→ **Instructions**:
1. In the passage below about Peggy and vHL, list everything the nonprofit organization she started could offer people.
2. Write the next paragraph of the passage below about Peggy and vHL, following on from its final sentence.

→ **Excerpt to read**:
/---
When things are going along 'normally,' I can pretty well put living with a chronic disease in the background and adjust my life accordingly. Inevitably, something eventually comes along to jolt me back to the unpleasant reality of living with cancer. Usually it's poor health or some physical issue. Today, however, it was the discovery our friend and fellow vHL survivor, Peggy, died two months ago. Her dearly beloved husband followed 9 weeks later. His health was poor as well, but no doubt a broken heart had a lot to do with it.
I met Peggy in the late 1980s though the vHL connections one inevitably finds when researching one's illness. Peggy was a font of information, having lived with vHL and coming from a large family who have lived with vHL all their lives, and she was always serene and graceful at answering one's frantic and searing questions of what to expect and where one should turn for information.
Peggy sensed a need for even more service to her fellow vHL sufferers, and she instigated a nonprofit organization that people could call for information, counseling, that could also provide small financial stipends to those in need when traveling for medical tests or hospitalization. Peggy corralled everyone into contributing what strengths they had towards this charity. Before I knew it, I was writing a column for the newsletter. I could never say 'no' to Peggy. I suspect no one else could, either.
\---
→ **Record excerpts**:
/---
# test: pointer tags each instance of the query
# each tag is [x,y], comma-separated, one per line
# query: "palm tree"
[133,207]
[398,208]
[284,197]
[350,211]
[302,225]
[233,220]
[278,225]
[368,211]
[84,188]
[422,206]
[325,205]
\---
→ **Responses to the exercise**:
1.
- Information
- Counseling
- Small financial stipends for those in need when traveling for medical tests or hospitalization

2.
Peggy lost most of her family to vHL over the years, including their eldest daughter. Peggy lost an eye and parts of her kidneys and underwent several brain surgeries to the disease. All these trials never took away her humor or kindness. She didn't die of vHL, surprisingly enough. She died of leukemia, that medical professionals conjectured she got from all the CT scans she had to undergo through the years. They surmised that her body, already so compromised from vHL, could not withstand the new assault. It's a stunning loss to all of us who knew her.
She'd been on the other end of the phone line for so many years. She's come back from so many health battles. She was just in her 60s. We were lulled into a false sense of security that we would have her with us for many more years. It's a false sense of security we all develop, surprisingly enough, despite knowing better.
I'm glad that Don didn't have to live long without Peggy. I know he was miserable after her death. She was always his north light, and what strength they had they drew upon from each other.